» **SOURCE**:
-*-

# FYI



## Merry Beth (Jul 25, 2008)

Hi guys,
We made our second and third batches today with no problems so far. We are pretty excited. We also made some whipped shea butter and it turned out great.

Hubby built one of Kalne's molds from some scraps gleaned from a cabinet shop. Looks nice! 

:biggrin


----------



## Caprine Beings (Sep 19, 2008)

Congrats Meredith!


----------



## NubianSoaps.com (Oct 26, 2007)

Wonderful! Vicki


----------



## Kalne (Oct 25, 2007)

That's great!


----------



## Guest (Dec 4, 2009)

Wonderful, did anyone tell you that there is no turning back now... 
Barb


----------



## Faye Farms (Sep 14, 2009)

So are you looking at EVERYTHING in terms of "can I use this in soap or for soap making" yet? :lol


----------



## hsmomof4 (Oct 31, 2008)

Yeah, no kidding. It's an addiction.


----------



## Sondra (Oct 25, 2007)

Good for you!


----------



## Merry Beth (Jul 25, 2008)

Well, I'm not looking at everything that way...yet. Too busy with Christmas. We are having a TERRIBLE time cutting the stuff and making it look nice tho. Any tips?


----------



## debrad636 (Jul 17, 2008)

My husband made me a cutting box, with a stop on it for about 4.4 oz., bars. I soap in logs, so this makes it easy to cut just one side. I also spent the money and bought a cutter blade that has ridges. Makes a pretty front.
It so wonderfull to be able to make something home made.
Glad you're hooked
Deb


----------



## Merry Beth (Jul 25, 2008)

Thanks Deb, I think I'm going to start a new topic about cutters.


----------

-*-

» **MATERIAL PROVIDED**:
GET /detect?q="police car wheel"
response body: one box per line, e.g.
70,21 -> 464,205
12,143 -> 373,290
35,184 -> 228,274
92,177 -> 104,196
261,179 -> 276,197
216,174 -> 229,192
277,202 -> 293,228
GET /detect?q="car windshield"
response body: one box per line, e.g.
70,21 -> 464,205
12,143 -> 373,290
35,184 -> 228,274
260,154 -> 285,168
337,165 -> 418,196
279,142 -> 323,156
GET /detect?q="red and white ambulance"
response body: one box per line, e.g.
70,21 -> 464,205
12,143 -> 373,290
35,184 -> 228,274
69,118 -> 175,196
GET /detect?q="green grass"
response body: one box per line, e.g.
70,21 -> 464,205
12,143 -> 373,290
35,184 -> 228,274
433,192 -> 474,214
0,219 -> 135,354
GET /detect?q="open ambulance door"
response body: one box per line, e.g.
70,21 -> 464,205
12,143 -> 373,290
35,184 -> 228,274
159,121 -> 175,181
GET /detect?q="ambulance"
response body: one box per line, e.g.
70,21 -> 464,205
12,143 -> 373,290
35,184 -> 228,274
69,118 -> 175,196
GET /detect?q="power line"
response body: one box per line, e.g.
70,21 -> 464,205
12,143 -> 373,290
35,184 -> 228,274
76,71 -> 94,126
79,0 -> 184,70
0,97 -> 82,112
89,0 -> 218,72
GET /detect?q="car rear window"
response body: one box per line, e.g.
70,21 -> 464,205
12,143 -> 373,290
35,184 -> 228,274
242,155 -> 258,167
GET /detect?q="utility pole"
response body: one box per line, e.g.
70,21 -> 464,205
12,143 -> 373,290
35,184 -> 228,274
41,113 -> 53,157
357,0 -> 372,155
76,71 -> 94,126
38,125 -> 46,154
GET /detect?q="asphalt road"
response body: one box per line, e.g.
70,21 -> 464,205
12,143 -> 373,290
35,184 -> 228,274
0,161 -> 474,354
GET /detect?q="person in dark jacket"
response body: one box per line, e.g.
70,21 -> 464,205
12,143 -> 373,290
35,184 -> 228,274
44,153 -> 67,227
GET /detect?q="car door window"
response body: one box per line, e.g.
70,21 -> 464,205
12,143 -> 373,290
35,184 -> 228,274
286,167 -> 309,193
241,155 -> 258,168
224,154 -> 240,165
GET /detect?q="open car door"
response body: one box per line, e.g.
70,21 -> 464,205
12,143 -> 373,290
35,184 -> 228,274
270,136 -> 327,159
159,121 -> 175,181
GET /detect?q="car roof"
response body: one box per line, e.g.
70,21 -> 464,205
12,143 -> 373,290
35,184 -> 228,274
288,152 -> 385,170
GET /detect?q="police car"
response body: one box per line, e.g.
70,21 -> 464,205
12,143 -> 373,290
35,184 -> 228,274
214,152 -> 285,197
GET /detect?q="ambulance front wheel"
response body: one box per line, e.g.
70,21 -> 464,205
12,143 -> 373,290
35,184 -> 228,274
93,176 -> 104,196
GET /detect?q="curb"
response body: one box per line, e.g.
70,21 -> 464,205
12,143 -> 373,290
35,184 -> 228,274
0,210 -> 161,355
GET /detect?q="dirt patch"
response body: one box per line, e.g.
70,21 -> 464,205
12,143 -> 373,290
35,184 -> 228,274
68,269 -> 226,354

-*-

» **PROBLEMS**:
1. Revise the soap-making thread between "## Faye Farms" and "It's an addiction.", inclusive, changing "addiction" to "obsession".
2. How many lines in the rows contain the string "wheel"? Reply with the number only.

» **PER-TASK OUTPUTS**:
1.
## Faye Farms (Sep 14, 2009)

So are you looking at EVERYTHING in terms of "can I use this in soap or for soap making" yet? :lol


----------



## hsmomof4 (Oct 31, 2008)

Yeah, no kidding. It's an obsession.

2. 2